*Problem to solve*. Which lines in the items below contain the string "target", with case counting? Return each such line in full.

+++ Material to process

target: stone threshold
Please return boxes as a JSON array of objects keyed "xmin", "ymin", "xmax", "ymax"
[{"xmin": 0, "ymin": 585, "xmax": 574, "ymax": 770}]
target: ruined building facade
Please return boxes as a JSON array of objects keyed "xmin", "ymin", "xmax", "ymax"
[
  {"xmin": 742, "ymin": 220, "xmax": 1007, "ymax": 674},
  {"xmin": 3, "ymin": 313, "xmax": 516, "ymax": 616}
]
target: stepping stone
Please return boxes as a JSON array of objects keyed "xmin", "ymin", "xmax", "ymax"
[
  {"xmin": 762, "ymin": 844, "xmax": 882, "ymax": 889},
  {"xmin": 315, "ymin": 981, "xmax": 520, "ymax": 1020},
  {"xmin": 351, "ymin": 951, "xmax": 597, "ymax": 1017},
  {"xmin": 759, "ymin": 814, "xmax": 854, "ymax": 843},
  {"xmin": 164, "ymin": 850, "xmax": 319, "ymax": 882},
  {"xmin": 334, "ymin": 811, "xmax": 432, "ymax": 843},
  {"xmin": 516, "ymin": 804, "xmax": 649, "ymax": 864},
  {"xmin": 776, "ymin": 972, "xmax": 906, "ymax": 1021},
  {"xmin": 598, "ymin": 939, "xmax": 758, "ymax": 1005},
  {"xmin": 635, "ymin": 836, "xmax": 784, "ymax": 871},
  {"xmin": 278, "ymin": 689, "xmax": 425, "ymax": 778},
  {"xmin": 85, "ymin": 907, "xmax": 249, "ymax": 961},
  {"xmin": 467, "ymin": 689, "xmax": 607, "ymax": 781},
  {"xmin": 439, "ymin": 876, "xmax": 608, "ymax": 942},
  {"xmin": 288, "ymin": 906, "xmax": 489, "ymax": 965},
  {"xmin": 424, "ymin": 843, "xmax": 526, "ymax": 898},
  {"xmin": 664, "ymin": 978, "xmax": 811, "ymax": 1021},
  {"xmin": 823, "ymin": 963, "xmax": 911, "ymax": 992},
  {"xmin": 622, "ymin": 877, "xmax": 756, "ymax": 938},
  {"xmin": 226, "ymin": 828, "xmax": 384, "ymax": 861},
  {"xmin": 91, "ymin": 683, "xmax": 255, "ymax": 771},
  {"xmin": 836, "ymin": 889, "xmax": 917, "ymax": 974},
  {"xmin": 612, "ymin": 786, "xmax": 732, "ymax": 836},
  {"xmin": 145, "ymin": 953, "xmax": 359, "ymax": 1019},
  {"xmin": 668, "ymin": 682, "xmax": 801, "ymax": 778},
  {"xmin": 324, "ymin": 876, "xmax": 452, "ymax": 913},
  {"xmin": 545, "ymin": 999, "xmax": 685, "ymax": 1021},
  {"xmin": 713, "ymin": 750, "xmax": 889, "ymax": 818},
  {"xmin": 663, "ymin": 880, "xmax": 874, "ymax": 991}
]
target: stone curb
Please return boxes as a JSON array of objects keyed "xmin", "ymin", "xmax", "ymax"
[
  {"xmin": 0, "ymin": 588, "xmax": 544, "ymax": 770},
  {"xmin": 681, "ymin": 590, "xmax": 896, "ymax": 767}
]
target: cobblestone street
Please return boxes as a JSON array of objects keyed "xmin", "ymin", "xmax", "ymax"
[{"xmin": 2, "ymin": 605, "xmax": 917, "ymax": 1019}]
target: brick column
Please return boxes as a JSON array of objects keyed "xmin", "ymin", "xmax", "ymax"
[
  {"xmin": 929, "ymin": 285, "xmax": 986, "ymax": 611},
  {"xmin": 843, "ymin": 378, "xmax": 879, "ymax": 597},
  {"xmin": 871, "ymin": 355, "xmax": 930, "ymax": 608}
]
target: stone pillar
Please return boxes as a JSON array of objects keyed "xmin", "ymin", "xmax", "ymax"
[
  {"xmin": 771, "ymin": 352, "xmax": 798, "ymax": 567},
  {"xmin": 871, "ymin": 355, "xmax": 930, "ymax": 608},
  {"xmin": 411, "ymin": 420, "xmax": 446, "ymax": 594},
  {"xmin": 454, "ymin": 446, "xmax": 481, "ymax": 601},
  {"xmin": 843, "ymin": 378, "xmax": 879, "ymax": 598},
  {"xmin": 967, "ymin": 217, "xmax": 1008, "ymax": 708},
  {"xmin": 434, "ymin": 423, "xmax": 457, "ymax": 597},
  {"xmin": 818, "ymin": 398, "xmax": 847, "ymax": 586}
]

++++++

*The response*.
target: stone threshold
target: ruined building facade
target: stepping stone
target: stone curb
target: cobblestone street
target: brick column
target: stone pillar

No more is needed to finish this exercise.